• _PROBLEM DESCRIPTION_
Pick out each line of the data below that contains the string "stream", and copy those lines in full.

• _RECORDS PROVIDED_
====

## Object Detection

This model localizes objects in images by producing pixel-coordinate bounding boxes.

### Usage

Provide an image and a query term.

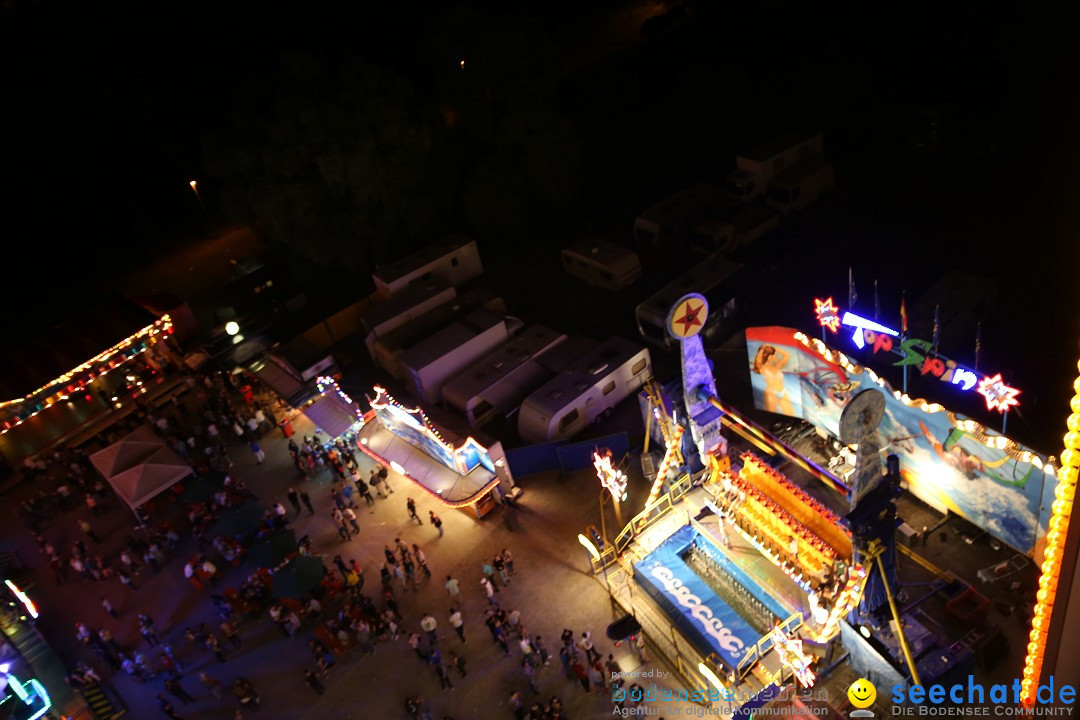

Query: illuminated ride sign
[814,298,1020,412]
[593,450,627,502]
[370,385,496,475]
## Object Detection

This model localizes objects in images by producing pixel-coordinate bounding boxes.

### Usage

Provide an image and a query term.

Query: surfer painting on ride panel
[754,345,795,415]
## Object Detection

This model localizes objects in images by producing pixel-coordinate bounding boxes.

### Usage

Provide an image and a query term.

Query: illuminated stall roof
[359,386,499,507]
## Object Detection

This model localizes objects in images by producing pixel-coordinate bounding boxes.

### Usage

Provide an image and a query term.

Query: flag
[900,293,907,335]
[934,305,942,352]
[975,323,983,370]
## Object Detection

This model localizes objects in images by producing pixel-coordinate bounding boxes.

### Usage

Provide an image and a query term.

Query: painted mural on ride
[746,327,1056,555]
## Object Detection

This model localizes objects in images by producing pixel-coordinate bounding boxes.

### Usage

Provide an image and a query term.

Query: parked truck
[766,158,836,215]
[634,185,728,248]
[725,133,825,203]
[690,205,780,258]
[517,337,652,443]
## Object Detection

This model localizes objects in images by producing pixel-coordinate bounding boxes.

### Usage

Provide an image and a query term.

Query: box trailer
[634,185,728,247]
[690,205,780,257]
[634,255,743,350]
[372,233,484,298]
[766,158,836,215]
[360,277,458,363]
[401,308,510,404]
[372,287,505,380]
[517,338,652,443]
[443,325,566,427]
[562,237,642,290]
[725,133,825,203]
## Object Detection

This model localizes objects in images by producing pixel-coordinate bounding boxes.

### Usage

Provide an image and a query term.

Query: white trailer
[360,277,458,363]
[443,325,566,427]
[725,133,825,203]
[766,158,836,215]
[562,237,642,290]
[634,185,728,247]
[372,233,484,298]
[517,338,652,443]
[401,308,510,404]
[690,205,780,257]
[634,255,743,350]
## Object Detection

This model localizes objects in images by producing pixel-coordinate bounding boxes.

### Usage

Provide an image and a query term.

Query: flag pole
[900,290,907,395]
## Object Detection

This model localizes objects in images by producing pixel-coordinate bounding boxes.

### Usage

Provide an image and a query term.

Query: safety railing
[735,612,802,680]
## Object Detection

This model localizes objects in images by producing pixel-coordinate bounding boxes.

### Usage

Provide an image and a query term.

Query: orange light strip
[0,314,173,408]
[645,425,686,510]
[356,444,499,508]
[1021,363,1080,707]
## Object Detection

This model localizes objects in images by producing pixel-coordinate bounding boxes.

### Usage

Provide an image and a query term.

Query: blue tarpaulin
[634,526,759,664]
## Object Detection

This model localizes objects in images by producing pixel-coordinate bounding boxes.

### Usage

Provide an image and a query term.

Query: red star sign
[813,298,840,332]
[675,300,704,335]
[978,372,1020,412]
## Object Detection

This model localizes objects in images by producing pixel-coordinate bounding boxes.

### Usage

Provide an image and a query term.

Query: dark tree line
[203,9,580,270]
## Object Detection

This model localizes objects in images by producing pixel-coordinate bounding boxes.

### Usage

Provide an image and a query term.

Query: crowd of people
[8,373,652,720]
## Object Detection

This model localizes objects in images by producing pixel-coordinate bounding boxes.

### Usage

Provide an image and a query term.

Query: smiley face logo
[848,678,877,708]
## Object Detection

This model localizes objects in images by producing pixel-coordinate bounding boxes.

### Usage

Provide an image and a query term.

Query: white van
[517,338,652,444]
[443,325,566,427]
[634,255,743,350]
[563,237,642,290]
[766,159,835,215]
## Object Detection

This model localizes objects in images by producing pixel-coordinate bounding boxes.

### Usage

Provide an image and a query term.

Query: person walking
[341,507,360,535]
[379,465,394,495]
[330,507,352,542]
[138,614,161,648]
[303,670,326,695]
[79,520,102,545]
[205,633,227,663]
[480,578,499,608]
[480,562,499,589]
[408,633,428,662]
[199,673,221,701]
[420,612,438,644]
[491,553,510,586]
[158,693,184,720]
[102,595,120,617]
[165,678,195,705]
[368,467,388,498]
[405,498,423,525]
[218,620,244,648]
[578,630,600,664]
[449,651,469,678]
[413,543,431,578]
[502,547,517,575]
[449,608,468,644]
[355,475,375,512]
[532,635,551,665]
[522,657,540,693]
[444,578,462,604]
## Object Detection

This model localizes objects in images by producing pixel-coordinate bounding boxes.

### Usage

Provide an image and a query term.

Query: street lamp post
[188,180,214,227]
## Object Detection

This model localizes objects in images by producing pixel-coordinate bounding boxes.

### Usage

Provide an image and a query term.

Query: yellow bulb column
[1021,363,1080,706]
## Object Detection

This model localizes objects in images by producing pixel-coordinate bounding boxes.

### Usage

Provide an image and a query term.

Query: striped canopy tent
[90,425,193,511]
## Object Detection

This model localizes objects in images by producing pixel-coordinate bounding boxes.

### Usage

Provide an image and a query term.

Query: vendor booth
[359,388,510,518]
[90,425,192,511]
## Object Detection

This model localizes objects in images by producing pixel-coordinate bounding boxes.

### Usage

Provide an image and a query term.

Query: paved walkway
[0,399,699,720]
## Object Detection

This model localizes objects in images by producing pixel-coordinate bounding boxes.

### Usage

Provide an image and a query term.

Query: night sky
[0,0,1080,444]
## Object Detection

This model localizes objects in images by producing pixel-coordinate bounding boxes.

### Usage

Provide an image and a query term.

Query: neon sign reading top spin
[814,298,1020,412]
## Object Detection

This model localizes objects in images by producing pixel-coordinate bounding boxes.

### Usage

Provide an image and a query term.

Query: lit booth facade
[357,386,513,519]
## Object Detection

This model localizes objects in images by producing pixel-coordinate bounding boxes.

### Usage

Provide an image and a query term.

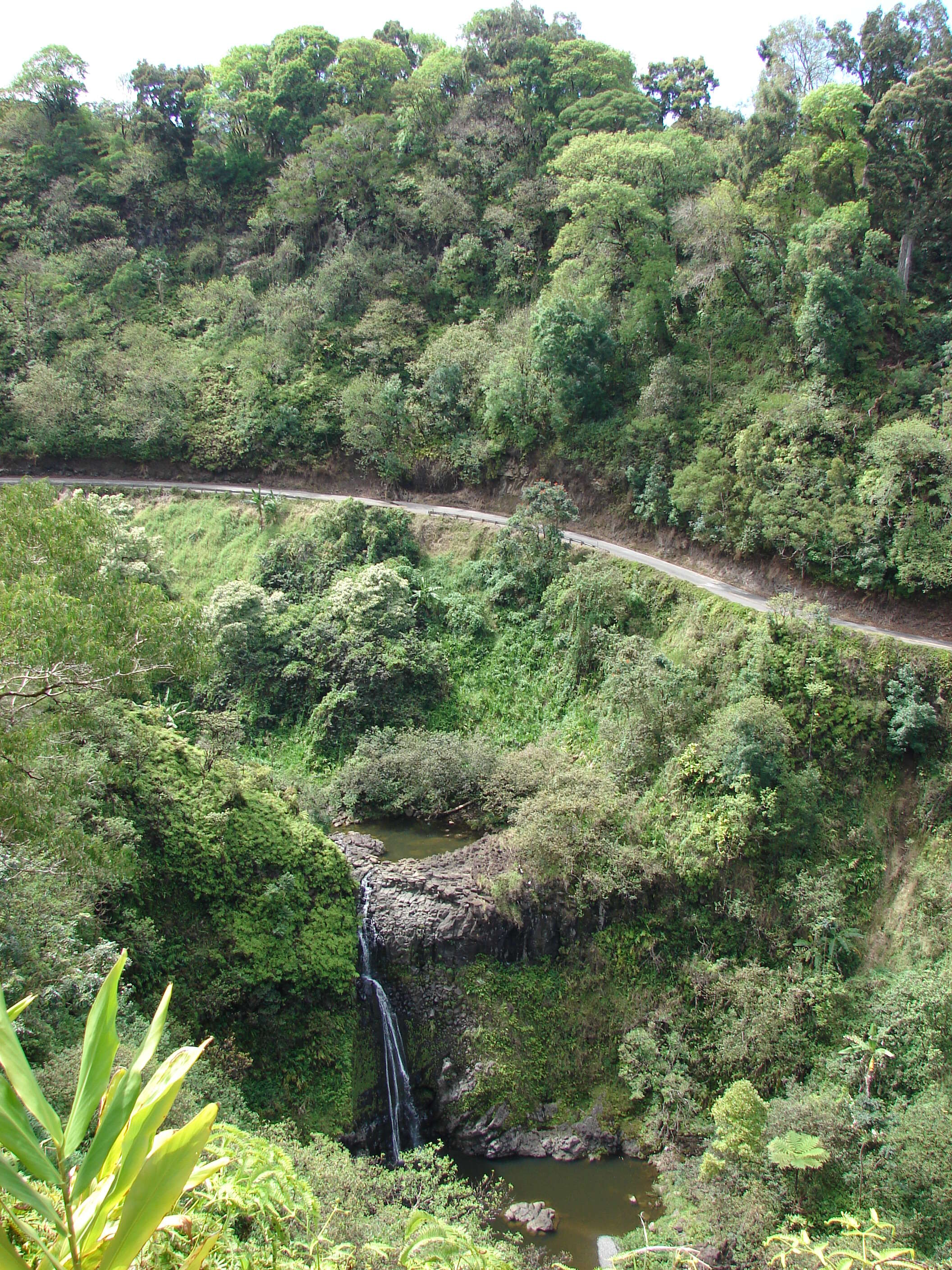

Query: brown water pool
[342,817,479,860]
[453,1155,661,1270]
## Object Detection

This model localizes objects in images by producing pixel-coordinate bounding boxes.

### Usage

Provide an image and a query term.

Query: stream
[352,818,661,1270]
[340,817,479,860]
[453,1153,661,1270]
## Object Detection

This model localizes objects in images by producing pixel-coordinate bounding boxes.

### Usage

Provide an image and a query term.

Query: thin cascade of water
[357,875,420,1163]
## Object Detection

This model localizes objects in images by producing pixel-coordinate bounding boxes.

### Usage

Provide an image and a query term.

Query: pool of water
[343,817,479,860]
[453,1155,661,1270]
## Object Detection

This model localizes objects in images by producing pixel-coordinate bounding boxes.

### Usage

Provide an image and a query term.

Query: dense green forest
[0,7,952,1270]
[0,483,952,1270]
[0,0,952,593]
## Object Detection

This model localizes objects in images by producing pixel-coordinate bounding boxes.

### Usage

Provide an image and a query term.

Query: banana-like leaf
[182,1156,231,1191]
[73,1175,113,1252]
[113,1036,211,1199]
[99,1102,218,1270]
[182,1231,220,1270]
[6,992,37,1022]
[73,984,171,1195]
[0,1155,66,1234]
[64,949,128,1156]
[0,1224,27,1270]
[0,1076,60,1186]
[0,988,62,1146]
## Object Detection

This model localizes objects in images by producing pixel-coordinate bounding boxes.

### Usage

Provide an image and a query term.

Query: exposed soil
[7,453,952,639]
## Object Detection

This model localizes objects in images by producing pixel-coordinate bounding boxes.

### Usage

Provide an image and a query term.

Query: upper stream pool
[342,817,479,860]
[453,1155,661,1270]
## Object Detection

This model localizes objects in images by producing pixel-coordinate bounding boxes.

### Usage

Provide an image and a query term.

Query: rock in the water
[526,1208,558,1234]
[330,831,387,865]
[505,1199,558,1234]
[598,1234,621,1270]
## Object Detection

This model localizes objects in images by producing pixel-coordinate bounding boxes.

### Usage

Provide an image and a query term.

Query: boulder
[598,1234,621,1270]
[505,1199,558,1234]
[331,833,577,965]
[452,1102,619,1161]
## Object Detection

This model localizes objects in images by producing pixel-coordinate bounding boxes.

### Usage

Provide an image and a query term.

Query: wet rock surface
[331,832,637,1161]
[331,833,577,965]
[439,1091,621,1161]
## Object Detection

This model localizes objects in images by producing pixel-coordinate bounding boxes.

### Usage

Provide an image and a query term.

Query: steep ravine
[334,833,635,1161]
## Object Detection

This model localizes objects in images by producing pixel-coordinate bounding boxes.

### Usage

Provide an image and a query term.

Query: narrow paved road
[9,476,952,653]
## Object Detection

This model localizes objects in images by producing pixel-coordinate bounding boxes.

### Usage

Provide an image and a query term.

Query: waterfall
[357,874,420,1163]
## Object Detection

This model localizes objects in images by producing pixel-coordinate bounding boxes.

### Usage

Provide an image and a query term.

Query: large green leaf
[0,1155,66,1234]
[73,984,171,1195]
[114,1040,210,1196]
[0,988,62,1146]
[0,1076,60,1186]
[64,949,128,1156]
[182,1231,220,1270]
[99,1102,218,1270]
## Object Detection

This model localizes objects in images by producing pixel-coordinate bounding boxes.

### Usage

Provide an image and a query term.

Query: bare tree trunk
[897,230,915,291]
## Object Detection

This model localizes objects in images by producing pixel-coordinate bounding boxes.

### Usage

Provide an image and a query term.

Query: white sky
[0,0,891,114]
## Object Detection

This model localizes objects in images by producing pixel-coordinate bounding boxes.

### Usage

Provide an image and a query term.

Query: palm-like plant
[0,950,227,1270]
[767,1129,830,1203]
[400,1209,513,1270]
[797,917,863,974]
[840,1027,896,1099]
[764,1209,925,1270]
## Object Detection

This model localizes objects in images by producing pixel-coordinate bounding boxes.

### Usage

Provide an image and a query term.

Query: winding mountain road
[7,476,952,653]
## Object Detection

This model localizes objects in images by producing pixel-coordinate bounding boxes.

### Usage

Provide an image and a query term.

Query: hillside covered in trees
[0,0,952,594]
[0,7,952,1270]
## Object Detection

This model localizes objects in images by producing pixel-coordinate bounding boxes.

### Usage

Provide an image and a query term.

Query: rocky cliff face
[334,833,589,965]
[334,833,623,1160]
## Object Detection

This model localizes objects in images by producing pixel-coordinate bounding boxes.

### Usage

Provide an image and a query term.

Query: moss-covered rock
[100,705,357,1130]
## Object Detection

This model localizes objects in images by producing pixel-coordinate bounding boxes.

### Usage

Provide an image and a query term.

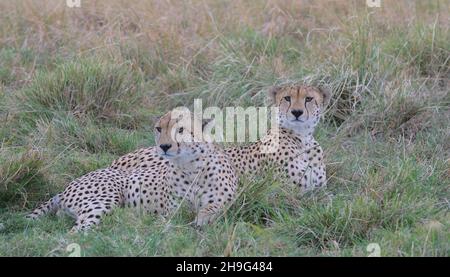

====

• _TASK OUTPUT_
Query: stream
Query: upper stream pool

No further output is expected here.